TASK DIRECTIONS » Word for word, transcribe every line below.

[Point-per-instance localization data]
↓
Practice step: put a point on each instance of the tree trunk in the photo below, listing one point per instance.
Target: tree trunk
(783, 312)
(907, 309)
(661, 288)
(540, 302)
↑
RESULT »
Practice step: put a point on each instance of the tree trunk in the photo below, listing one point per instance.
Target: tree trunk
(783, 312)
(907, 309)
(661, 288)
(540, 302)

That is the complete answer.